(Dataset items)
○ ○ ○ ○ ○ ○ ○
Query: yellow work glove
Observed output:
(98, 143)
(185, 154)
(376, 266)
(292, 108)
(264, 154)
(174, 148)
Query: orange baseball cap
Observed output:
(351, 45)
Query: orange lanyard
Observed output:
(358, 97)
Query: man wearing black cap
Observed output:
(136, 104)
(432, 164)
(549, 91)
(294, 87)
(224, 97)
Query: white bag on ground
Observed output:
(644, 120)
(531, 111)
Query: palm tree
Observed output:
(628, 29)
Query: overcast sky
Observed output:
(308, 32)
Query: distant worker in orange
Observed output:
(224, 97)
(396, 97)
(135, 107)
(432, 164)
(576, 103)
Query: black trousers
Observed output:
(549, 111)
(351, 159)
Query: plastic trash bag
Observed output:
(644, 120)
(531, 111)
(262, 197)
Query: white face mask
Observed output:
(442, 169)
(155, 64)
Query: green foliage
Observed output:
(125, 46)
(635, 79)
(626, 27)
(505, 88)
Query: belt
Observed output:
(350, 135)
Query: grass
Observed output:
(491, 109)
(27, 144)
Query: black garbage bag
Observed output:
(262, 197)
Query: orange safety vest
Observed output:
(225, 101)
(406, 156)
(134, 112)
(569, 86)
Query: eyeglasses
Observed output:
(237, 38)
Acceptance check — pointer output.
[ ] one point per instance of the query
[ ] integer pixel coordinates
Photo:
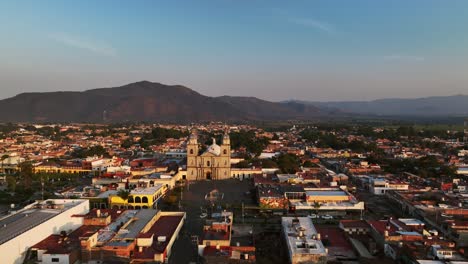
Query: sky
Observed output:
(313, 50)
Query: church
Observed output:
(213, 164)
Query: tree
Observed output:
(288, 163)
(316, 207)
(26, 174)
(11, 183)
(3, 158)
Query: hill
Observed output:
(145, 101)
(439, 106)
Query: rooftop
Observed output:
(165, 226)
(301, 236)
(32, 216)
(326, 193)
(147, 190)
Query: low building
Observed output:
(303, 243)
(35, 222)
(139, 198)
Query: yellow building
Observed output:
(214, 163)
(139, 198)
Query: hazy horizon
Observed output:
(273, 50)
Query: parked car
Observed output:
(327, 217)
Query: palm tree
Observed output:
(316, 207)
(3, 158)
(124, 194)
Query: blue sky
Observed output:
(276, 50)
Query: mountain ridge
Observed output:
(143, 101)
(453, 105)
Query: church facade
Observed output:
(213, 164)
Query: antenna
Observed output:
(465, 132)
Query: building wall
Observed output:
(52, 259)
(199, 166)
(150, 200)
(160, 257)
(13, 251)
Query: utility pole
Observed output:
(242, 212)
(42, 184)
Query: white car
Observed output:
(327, 217)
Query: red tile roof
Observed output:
(164, 226)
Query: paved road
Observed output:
(193, 199)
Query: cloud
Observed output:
(403, 58)
(312, 23)
(84, 44)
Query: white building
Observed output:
(303, 241)
(35, 222)
(381, 186)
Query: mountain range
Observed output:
(146, 101)
(455, 105)
(156, 102)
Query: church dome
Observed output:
(214, 149)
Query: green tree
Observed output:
(26, 174)
(124, 194)
(11, 183)
(3, 158)
(288, 163)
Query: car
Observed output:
(327, 217)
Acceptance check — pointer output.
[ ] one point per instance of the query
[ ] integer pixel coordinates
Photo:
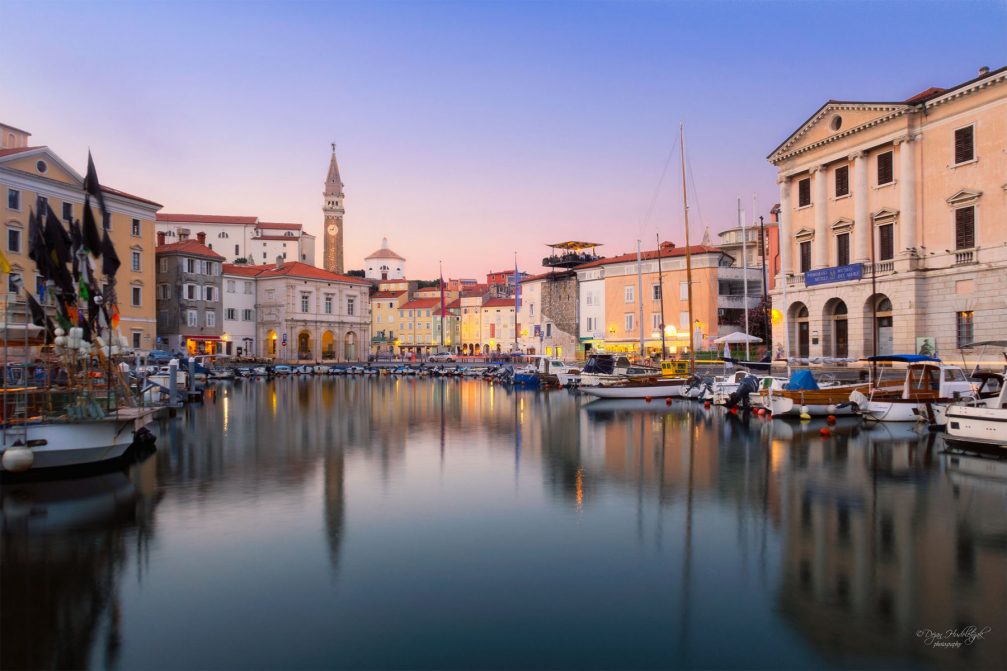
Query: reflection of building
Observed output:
(910, 192)
(30, 172)
(189, 303)
(309, 314)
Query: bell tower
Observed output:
(332, 208)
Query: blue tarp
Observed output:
(802, 381)
(905, 359)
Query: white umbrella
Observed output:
(737, 338)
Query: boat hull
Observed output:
(83, 443)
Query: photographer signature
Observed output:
(953, 638)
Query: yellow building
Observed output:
(28, 172)
(907, 196)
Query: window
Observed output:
(806, 256)
(965, 228)
(886, 242)
(965, 328)
(842, 180)
(965, 145)
(805, 192)
(885, 173)
(843, 249)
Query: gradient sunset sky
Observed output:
(465, 130)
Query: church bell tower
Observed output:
(332, 249)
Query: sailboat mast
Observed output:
(685, 207)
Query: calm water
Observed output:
(452, 524)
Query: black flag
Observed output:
(92, 186)
(110, 260)
(92, 238)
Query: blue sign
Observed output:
(836, 274)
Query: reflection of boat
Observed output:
(927, 383)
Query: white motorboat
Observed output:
(927, 383)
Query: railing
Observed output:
(965, 256)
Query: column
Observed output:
(785, 235)
(861, 216)
(907, 191)
(820, 259)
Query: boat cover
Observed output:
(802, 381)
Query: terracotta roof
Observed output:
(498, 302)
(275, 225)
(242, 269)
(651, 255)
(17, 150)
(204, 219)
(124, 194)
(298, 269)
(384, 254)
(420, 303)
(187, 247)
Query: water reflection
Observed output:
(451, 523)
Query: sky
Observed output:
(466, 132)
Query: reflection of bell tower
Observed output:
(332, 249)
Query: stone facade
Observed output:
(910, 195)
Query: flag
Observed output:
(110, 260)
(92, 186)
(92, 239)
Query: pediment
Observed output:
(822, 128)
(964, 196)
(56, 168)
(884, 214)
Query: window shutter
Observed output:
(842, 180)
(964, 145)
(885, 168)
(965, 228)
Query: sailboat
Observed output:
(77, 407)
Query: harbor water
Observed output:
(382, 523)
○ ○ ○ ○ ○ ○ ○
• _Short problem_
Your task is to reproduce, exactly and exclusively, the lines from the one holding "Query: water reflection" through the final line of the listing.

• _Solution for this problem_
Query: water reflection
Observed output:
(451, 523)
Query: sky
Observed output:
(466, 132)
Query: reflection of bell tower
Observed output:
(332, 249)
Query: stone facade
Observed output:
(910, 195)
Query: flag
Observed output:
(110, 260)
(92, 186)
(92, 239)
Query: pediment
Observed output:
(822, 128)
(964, 196)
(56, 168)
(884, 214)
Query: window shutter
Observed output:
(842, 180)
(964, 145)
(885, 168)
(965, 228)
Query: sailboat
Observed output:
(77, 407)
Query: harbor water
Observed output:
(382, 523)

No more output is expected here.